--- SOURCE DOCUMENT ---
"""
The Forged Letter (2019): The Trigger

In November 2019, a letter began circulating on U.S.-based websites and social platforms.

It appeared official — printed on Greenlandic government letterhead, complete with a case file number, and signed by Ane Lone Bagger, then Greenland’s Foreign Minister.

Addressed to U.S. Senator Tom Cotton, the letter:

  • Expressed gratitude for American “financial assistance”
  • Declared Greenland’s readiness to hold a referendum on independence from Denmark
  • Proposed a future status as an “organized non-aligned territory”
  • Requested an additional 30% increase in funding

None of it was real.

The letter was a forgery, confirmed by the Government of Greenland and later assessed by Danish intelligence (PET) as the product of Russian operatives. Its appearance just days after a U.S. delegation visited Nuuk — and its rapid spread across platforms like Reddit and Indybay — suggested deliberate targeting of U.S. political influencers.

The bait worked. Senator Cotton reportedly took the letter seriously and raised the Greenland issue with the Trump White House. Within days, President Trump floated the idea of purchasing Greenland publicly — prompting immediate rejection from Denmark and deepening tensions between Copenhagen and Washington.

In this moment, Russia’s goal was not to deceive the public — it was to provoke a real-world diplomatic rupture. And it succeeded.


Attribution and Tradecraft

By 2024, multiple sources — including the NATO Strategic Communications Centre of Excellence (StratCom COE) and Denmark’s Security and Intelligence Service (PET) — had publicly confirmed what specialists in cognitive warfare had long suspected: the forged Greenland letter was a Russian disinformation operation.

The operation followed a recognizable pattern drawn from Soviet-era active measures, updated for the digital age:

  • Forgery as a narrative weapon: The letter was forged to mirror real diplomatic language and formatting, calibrated to seem just plausible enough to pass.
  • Targeted narrative injection: Rather than deceive the public, it was aimed at elite policymakers — in this case, a reliably hawkish U.S. senator.
  • Information laundering: The document surfaced on fringe websites like Indybay, designed to appear as organic grassroots content rather than a foreign op.
  • Linguistic telltales: Awkward English constructions — such as “regarding to that” and “additional trench” (likely meant tranche) — were consistent with known Russian forgeries.

But most importantly, the operation reflected a core doctrine of Russian psychological warfare: reflexive control. The aim was not to coerce.

It was to create the illusion of autonomy — to feed just enough false information that the adversary would make the desired decision on their own.


Trump’s Strategic Alignment with Russian Objectives

While there is "no conclusive evidence" that Donald Trump has ever coordinated directly with Russian intelligence, his "political instincts" — especially regarding NATO, the Arctic, and Western unity — have consistently aligned with Russian strategic goals.

The Greenland episode is one of the clearest illustrations of this convergence.
"""
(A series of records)
"""
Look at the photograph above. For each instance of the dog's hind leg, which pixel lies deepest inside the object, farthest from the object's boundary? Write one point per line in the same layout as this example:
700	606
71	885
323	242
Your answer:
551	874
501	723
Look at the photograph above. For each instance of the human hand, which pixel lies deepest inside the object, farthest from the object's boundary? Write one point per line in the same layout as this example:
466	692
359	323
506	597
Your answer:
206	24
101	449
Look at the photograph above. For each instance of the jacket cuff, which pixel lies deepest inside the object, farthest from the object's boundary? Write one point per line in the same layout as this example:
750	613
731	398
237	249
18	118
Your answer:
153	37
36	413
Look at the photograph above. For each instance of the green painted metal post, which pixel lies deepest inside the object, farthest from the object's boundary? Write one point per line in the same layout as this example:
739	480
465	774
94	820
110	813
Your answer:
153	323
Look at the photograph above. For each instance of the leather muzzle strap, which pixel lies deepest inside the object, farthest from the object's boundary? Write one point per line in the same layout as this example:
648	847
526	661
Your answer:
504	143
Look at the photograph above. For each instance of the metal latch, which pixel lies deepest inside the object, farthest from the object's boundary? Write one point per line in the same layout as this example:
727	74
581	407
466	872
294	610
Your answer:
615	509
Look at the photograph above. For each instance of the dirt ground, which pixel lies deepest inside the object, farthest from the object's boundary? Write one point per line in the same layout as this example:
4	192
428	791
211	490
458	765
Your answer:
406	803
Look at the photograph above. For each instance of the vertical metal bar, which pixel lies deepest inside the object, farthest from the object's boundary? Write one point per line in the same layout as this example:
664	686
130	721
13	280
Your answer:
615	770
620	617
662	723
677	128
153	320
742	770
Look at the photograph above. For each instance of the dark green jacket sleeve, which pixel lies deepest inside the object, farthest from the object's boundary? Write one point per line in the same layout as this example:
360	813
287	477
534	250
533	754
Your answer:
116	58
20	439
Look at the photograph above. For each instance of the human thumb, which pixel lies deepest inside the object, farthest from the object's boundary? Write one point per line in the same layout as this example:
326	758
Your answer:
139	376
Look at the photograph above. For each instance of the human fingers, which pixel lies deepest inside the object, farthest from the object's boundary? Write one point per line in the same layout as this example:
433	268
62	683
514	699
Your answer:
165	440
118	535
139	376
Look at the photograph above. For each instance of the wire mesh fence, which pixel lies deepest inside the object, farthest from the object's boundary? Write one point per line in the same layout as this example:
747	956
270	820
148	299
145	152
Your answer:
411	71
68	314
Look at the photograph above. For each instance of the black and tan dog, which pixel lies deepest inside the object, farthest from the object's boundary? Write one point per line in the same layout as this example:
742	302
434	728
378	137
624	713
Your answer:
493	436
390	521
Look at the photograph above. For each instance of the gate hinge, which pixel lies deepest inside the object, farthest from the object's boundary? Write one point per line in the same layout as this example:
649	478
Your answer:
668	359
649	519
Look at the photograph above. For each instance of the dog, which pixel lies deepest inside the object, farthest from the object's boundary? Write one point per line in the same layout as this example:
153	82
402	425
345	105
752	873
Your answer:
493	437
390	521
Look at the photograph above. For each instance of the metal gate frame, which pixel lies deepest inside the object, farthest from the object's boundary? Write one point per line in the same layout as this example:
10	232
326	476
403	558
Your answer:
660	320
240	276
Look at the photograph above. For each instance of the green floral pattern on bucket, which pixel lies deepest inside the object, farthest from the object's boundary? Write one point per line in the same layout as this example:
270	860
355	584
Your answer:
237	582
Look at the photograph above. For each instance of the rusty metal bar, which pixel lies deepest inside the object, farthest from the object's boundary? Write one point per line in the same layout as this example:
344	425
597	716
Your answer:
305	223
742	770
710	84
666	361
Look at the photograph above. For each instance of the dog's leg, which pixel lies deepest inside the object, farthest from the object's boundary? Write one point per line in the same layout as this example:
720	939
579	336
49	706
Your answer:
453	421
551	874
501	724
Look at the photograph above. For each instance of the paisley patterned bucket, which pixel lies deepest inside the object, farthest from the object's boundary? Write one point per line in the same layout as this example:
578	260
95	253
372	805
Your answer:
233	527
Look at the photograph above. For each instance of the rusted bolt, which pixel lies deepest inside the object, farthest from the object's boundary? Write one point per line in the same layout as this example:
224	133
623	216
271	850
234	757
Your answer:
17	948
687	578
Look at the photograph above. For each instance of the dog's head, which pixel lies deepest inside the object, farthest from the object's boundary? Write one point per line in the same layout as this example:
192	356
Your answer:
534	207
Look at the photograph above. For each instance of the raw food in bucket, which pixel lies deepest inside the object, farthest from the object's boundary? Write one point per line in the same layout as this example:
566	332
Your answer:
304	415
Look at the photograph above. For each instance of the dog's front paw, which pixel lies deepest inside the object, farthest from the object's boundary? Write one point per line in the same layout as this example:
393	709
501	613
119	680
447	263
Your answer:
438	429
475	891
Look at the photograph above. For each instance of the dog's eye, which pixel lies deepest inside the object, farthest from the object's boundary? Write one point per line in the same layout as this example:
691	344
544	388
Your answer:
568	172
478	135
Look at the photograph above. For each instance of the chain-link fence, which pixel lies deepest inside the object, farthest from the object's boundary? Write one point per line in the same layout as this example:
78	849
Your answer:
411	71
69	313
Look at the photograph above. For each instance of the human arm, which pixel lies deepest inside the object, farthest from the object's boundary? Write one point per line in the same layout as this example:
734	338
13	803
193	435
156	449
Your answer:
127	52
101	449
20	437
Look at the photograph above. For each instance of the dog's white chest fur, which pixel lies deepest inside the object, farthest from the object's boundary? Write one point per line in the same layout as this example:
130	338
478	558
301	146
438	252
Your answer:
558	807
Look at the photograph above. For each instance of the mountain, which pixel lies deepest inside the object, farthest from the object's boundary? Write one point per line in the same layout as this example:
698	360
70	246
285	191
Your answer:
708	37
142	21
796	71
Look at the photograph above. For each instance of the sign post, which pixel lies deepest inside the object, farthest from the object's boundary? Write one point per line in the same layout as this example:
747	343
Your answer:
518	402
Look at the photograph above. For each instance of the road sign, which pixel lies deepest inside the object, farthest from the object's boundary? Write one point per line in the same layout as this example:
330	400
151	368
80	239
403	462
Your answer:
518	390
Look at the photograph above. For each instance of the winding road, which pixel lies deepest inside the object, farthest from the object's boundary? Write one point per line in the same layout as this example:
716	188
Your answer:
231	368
"""
--- TASK REQUIREMENTS ---
A - Count the lines of the entries that contain the string "post", matching case exactly. Reply with the number alone.
B - Extend the article on the forged Greenland letter, picking up right after its final sentence.
The piece on the forged Greenland letter and the entries after it come from unrelated sources.

--- RESULTS OF THE EXERCISE ---
A - 2

B -
In response to the forged letter, Trump’s 2019 proposal to buy Greenland seemed impulsive, even absurd. But the Kremlin could not have asked for a better outcome. The fallout was immediate:

  • Denmark called the idea “absurd” and rebuffed the overture
  • Trump canceled a planned state visit to Copenhagen
  • Greenlandic officials expressed outrage, deepening tensions within the Kingdom of Denmark

What appeared domestically as a diplomatic misstep functioned externally as a strategic wedge — driving division between two NATO members and casting the U.S. in a neo-colonial light.

And this was not an isolated case. Throughout his presidency, Trump:

  • Repeatedly questioned NATO’s relevance
  • Praised authoritarian leaders while antagonizing democratic allies
  • Withdrew from multilateral agreements favored by Western partners
  • Undermined U.S. presence in regions where Russia sought to expand influence

In Arctic policy, as in European security, Trump’s "instincts" often advanced Russian interests — not "necessarily" due to collusion, but because his "worldview" is unusually vulnerable to influence.


Biden’s Disruption: Strategic Reversal (2021–2024)

The 2020 election of Joe Biden marked a sharp strategic reversal in U.S. foreign policy — particularly in the Arctic. Where Trump’s posturing had fractured alliances, Biden’s administration sought to restore transatlantic trust and reassert strategic unity.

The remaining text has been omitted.